* _EXERCISE TASK A_:
Locate each line in the records below that contains the string "ladder", treating uppercase and lowercase as distinct, and copy those lines out.

··· PROVIDED PASSAGE ···

Looked for it, didn't find it. Links: Axiom of Choice. Complex Number.

Comment author: JoshuaZ 17 February 2011 03:54:25PM 1 point [-]

It looks like my memory was slightly off. The main focus is apparently on the project's founders belief that "liberals" don't like elementary proofs. See this discussion. I'm a bit busy right now but I'll see if I can dig up his comments about the Axiom of Choice.

Comment author: [deleted] 17 February 2011 10:21:16PM 4 points [-]

I checked that page. I don't see any statement that "liberals" don't like elementary proofs.

In this discussion, Andy Schlafly, to whom you are apparently referring since he appears to have control over content, is arguing with Mark Gall over the best definition of "elementary proof". Essentially Mark believes that the definition should reflect what he believes to be common usage, and Andy believes that the definition should reflect a combination of usage and logic, ruling out certain usage as mis-usage. I think Andy is essentially identifying what he believes to be a natural kind, and believes his definition to cut nature at the joints.

Andy uses the word "liberal" in only one place, here:

Academic mathematicians, as in other academic fields, are in denial about many things: gender differences, religious truth, the value of self-criticism, and the bankruptcy of liberal politics.

"Liberal politics" here is given only as an example of error, one example among several, another example being atheism. The statement is not that liberals don't like elementary proofs any more than that atheists don't like elementary proofs. In fact I found no statement that anybody doesn't like elementary proofs. Rather, the discussion appears to be about the best definition of elementary proofs, not about liking or disliking.

Also, the "talk" pages of Conservapedia, like the "talk" pages of Wikipedia, are not part of the encyclopedia proper. I think it's incorrect, then, to say that the Conservapedia does something, when in fact it is done in the talk pages.

Comment author: JoshuaZ 17 February 2011 11:20:31PM *  1 point [-]

Ok. If you prefer, Andrew is even more blunt about his meaning here

where he says:

The concept of an elementary proof is well-known in mathematics and was widely taught to top mathematics students at least until 25 years ago. Yet Wikipedia refused for months to have an entry about it, and only relented when I pointed out here that MathWorld does have an entry.

···

* _EXERCISE TASK B_:
Reproduce the comment thread above word for word from "Academic mathematicians, as" to "liking or disliking.".

··· EXCERPTED RECORDS ···

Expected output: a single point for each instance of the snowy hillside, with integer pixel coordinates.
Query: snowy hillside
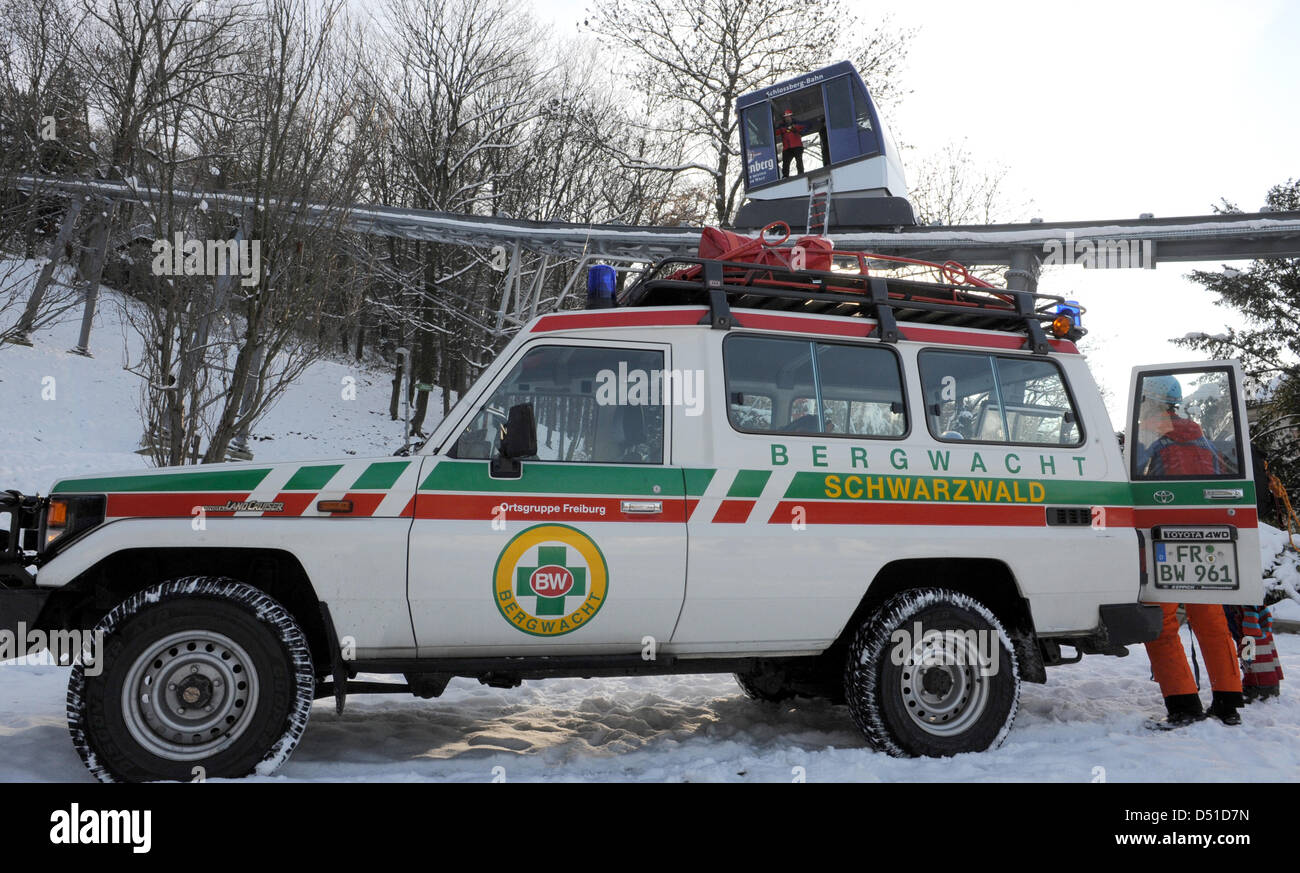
(1084, 725)
(63, 413)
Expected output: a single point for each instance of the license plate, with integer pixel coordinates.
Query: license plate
(1191, 557)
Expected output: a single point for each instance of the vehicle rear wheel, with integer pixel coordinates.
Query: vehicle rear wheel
(932, 673)
(200, 672)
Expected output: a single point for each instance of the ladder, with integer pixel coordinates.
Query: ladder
(819, 205)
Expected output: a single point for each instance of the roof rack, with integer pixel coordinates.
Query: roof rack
(726, 285)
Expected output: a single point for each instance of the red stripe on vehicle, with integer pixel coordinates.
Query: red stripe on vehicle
(843, 512)
(733, 512)
(168, 504)
(363, 504)
(1244, 516)
(1118, 517)
(295, 503)
(484, 507)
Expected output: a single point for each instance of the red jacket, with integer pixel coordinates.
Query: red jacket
(792, 135)
(1182, 450)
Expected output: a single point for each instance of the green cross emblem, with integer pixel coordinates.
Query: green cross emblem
(547, 556)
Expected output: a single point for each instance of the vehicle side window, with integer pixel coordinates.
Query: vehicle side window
(997, 399)
(602, 405)
(775, 386)
(1186, 426)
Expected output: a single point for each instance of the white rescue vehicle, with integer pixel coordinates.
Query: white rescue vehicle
(900, 494)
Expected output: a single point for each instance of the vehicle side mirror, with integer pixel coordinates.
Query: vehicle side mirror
(518, 439)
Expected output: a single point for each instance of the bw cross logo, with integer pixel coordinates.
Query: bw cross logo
(550, 580)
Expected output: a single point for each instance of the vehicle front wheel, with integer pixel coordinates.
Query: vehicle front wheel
(932, 673)
(196, 677)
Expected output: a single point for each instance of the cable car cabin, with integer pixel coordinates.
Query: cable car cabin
(852, 173)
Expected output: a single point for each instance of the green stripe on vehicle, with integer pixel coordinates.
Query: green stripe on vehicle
(380, 477)
(749, 483)
(168, 482)
(697, 481)
(312, 478)
(1190, 494)
(953, 489)
(557, 478)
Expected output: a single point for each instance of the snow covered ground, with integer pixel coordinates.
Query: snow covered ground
(701, 729)
(1084, 725)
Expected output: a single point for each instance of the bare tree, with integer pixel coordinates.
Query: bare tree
(692, 61)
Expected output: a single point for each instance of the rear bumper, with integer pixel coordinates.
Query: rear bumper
(1125, 624)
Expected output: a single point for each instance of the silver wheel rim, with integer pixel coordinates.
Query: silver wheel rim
(190, 695)
(944, 689)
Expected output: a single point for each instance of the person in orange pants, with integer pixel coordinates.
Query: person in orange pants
(1169, 665)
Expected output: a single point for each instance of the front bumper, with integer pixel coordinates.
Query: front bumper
(20, 609)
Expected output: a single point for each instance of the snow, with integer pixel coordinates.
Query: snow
(657, 729)
(701, 729)
(65, 415)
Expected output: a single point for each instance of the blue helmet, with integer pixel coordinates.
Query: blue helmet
(1162, 389)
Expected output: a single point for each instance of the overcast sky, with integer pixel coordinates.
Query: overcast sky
(1105, 109)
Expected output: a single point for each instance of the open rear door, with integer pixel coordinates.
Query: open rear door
(1188, 452)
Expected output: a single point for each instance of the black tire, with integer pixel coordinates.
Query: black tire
(226, 650)
(919, 707)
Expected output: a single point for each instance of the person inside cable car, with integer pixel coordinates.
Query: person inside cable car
(792, 142)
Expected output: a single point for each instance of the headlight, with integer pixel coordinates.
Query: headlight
(69, 515)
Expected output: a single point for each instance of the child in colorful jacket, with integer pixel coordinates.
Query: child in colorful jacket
(1260, 665)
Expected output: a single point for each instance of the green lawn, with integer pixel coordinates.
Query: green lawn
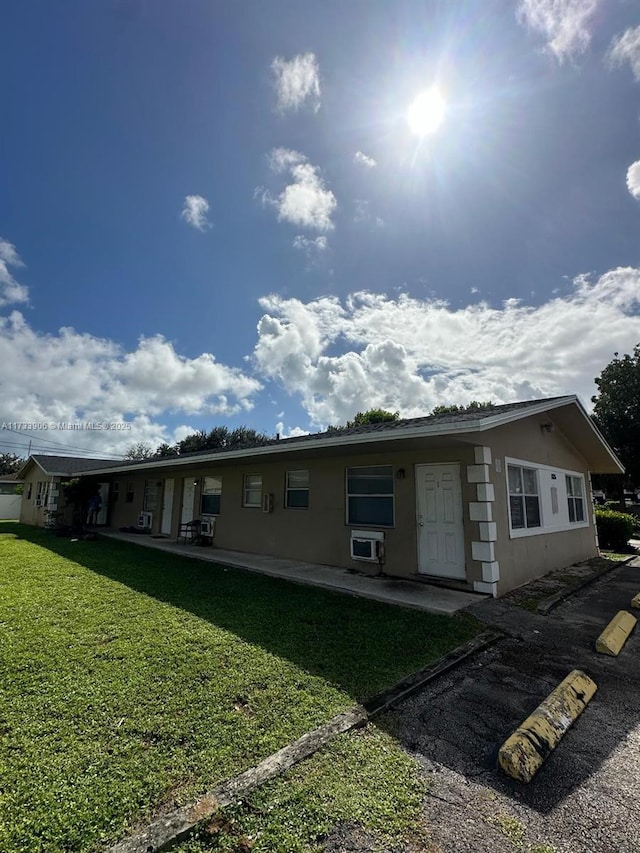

···

* _WORKED SOLUTION A_:
Expected output: a single point for each instance of the ladder, with integer pixel coordinates.
Query: ladder

* _WORKED SOLUTION B_:
Academic mathematicians, as in other academic fields, are in denial about many things: gender differences, religious truth, the value of self-criticism, and the bankruptcy of liberal politics.

"Liberal politics" here is given only as an example of error, one example among several, another example being atheism. The statement is not that liberals don't like elementary proofs any more than that atheists don't like elementary proofs. In fact I found no statement that anybody doesn't like elementary proofs. Rather, the discussion appears to be about the best definition of elementary proofs, not about liking or disliking.